-- Supplied text start --

Writers of “unlikeable” protagonists have it tough. They have to make their central character complex and interesting, and their story so compelling that a reader will put up with someone objectionable leading it. In real life, we might not be able to avoid the people we dislike: the narcissistic mother, the backstabbing boss, the professor with the personality disorder. But we can easily close a book.

An unlikable protagonist might be psychopathic, vain, silly, naïve, foolish, selfish, self-deluded, arrogant or, if you buy into a more superstitious notion, just plain evil. There are supremely unpleasant characters in literature—and not just in genre fiction—whose antics and boldness are so impressive that we can’t look away. It’s not just that they contrast so vividly with their supporting cast. We simply have to know what they’re going to do next. That’s when the story gets good.

The technique of employing an unlikable narrator didn’t begin with Gone Girl. Classic literature is full of them.

. . . .

The Grandmother, A Good Man is Hard to Find (short story), Flannery O’Connor, 1953

Narcissist, hypocrite, fantasist. The grandmother at the center of O’Connor’s classic short story initiates a dramatic chain of events that gets her entire family, including her grandchildren, murdered. She believes that everyone around her should bend to her beliefs and whims, and she shapes her self-righteous commentary and arguments to (in her mind) represent herself as an important, respectable, and piously Christian woman. Her desperate need for acknowledgement results in a fantasy that takes her vacationing family down an unfamiliar road where a freak accident will leave them all at the mercy of a notorious killer. While the story is fraught with religious and moral implications, it’s also a perfect gem of a read.

. . . .

-- Supplied text end --

◆ Given problem 1
From the piece on unlikable protagonists, extract the passage starting at "An unlikable protagonist" and ending at "story gets good.".
◆ Given problem 2
Condense the paragraph of the piece on unlikable protagonists that begins "Narcissist, hypocrite, fantasist." into a shorter version that keeps its main facts.
The lines after this point are separate material and are not part of the piece on unlikable protagonists.

-- Provided records start --

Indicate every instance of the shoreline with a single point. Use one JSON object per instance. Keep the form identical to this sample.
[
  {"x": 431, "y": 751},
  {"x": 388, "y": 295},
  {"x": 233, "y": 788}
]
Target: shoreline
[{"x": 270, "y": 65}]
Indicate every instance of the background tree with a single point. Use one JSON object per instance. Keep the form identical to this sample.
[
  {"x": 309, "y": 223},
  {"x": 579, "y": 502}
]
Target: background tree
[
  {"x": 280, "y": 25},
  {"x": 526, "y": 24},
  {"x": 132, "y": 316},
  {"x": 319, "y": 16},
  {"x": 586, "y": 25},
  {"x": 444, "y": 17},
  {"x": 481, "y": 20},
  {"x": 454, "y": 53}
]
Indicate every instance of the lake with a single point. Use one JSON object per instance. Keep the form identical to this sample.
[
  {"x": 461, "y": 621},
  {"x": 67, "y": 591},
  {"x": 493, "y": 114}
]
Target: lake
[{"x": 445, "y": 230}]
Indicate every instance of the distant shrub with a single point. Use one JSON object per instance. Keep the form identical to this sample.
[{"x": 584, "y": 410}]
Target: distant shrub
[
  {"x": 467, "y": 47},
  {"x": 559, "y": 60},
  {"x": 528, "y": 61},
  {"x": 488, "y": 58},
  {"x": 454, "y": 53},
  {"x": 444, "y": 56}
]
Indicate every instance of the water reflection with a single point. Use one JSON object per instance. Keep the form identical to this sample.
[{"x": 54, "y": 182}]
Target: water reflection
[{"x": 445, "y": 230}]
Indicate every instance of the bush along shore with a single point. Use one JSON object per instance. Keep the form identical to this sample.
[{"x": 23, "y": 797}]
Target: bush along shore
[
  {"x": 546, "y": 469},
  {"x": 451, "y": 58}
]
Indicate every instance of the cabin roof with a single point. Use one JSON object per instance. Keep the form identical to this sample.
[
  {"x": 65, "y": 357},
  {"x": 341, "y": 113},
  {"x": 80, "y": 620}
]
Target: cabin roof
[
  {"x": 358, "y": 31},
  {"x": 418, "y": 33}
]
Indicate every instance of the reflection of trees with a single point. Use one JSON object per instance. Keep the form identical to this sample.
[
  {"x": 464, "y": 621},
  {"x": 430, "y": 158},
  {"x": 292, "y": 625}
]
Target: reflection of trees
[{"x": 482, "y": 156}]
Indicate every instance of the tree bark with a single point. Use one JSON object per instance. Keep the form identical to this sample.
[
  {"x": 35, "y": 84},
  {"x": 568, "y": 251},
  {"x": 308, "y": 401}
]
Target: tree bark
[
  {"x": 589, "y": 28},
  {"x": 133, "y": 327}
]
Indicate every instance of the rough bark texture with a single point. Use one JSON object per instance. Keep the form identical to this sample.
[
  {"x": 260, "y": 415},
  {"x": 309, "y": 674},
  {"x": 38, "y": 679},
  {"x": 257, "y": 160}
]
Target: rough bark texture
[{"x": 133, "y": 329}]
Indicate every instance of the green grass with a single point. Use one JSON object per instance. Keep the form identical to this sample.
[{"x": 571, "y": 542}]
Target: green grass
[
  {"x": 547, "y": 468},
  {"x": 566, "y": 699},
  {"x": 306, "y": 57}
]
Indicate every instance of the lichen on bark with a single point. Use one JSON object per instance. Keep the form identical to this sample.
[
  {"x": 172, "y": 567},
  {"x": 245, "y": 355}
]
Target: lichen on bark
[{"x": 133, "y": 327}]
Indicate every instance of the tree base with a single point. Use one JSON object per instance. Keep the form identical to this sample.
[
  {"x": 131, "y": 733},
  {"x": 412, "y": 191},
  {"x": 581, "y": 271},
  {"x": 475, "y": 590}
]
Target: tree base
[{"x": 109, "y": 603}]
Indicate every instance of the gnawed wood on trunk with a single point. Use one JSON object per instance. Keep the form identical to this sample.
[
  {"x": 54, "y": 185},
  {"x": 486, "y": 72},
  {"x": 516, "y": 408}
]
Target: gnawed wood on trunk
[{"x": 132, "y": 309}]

-- Provided records end --

◆ Worked answer 1
An unlikable protagonist might be psychopathic, vain, silly, naïve, foolish, selfish, self-deluded, arrogant or, if you buy into a more superstitious notion, just plain evil. There are supremely unpleasant characters in literature—and not just in genre fiction—whose antics and boldness are so impressive that we can’t look away. It’s not just that they contrast so vividly with their supporting cast. We simply have to know what they’re going to do next. That’s when the story gets good.

◆ Worked answer 2
The narcissistic, hypocritical grandmother in O'Connor's short story expects everyone to yield to her beliefs and whims. She presents herself as important, respectable and piously Christian. Her need for acknowledgement leads to a fantasy that sends her vacationing family down an unfamiliar road. There a freak accident leaves them at the mercy of a notorious killer, and her whole family, grandchildren included, is murdered. The story carries religious and moral implications and is also a perfect gem of a read.